WHAT IS REQUIRED:
Given the listing that follows, report all lines in which the string "Would" occurs.

EXTRACTED MATERIAL:
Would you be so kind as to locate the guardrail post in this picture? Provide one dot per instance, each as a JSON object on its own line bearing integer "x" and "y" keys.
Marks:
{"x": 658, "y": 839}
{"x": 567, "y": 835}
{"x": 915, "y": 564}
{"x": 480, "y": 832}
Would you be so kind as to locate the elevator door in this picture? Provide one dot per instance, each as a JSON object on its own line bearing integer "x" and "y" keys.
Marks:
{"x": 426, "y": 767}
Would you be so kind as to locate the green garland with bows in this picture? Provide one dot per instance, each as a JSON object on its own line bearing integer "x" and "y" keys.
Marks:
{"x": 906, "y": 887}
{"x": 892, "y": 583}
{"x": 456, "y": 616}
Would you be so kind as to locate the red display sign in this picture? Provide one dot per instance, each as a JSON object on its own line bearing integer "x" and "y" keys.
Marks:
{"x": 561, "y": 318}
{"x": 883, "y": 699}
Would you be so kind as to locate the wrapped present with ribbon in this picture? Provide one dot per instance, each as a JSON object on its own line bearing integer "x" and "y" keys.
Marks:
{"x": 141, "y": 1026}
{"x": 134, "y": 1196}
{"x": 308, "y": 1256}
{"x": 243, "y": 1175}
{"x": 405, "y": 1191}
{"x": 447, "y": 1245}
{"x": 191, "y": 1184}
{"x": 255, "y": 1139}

OUTPUT FOR THIS EXERCISE:
Would you be so kind as to locate the guardrail post in this picture? Provide one dot per instance, each as a JSON object on its own line bearing integer "x" and "y" keys.
Would you be so kind as to locate the elevator door in this picture? Provide one dot per instance, each as a JSON object on its own line bearing integer "x" and "y" keys.
Would you be so kind as to locate the green garland with bows in this picture? Provide one dot per instance, each as a JSON object on its own line bearing integer "x" and "y" keys.
Would you be so kind as to locate the red display sign in this picture? Provide one dot per instance, each as a JSON object on its own line bearing integer "x" and "y" keys.
Would you be so kind as to locate the wrapped present with ribbon in this picture? Provide one dot per instance, each as a JSON object on its own line bearing integer "x" and "y" keys.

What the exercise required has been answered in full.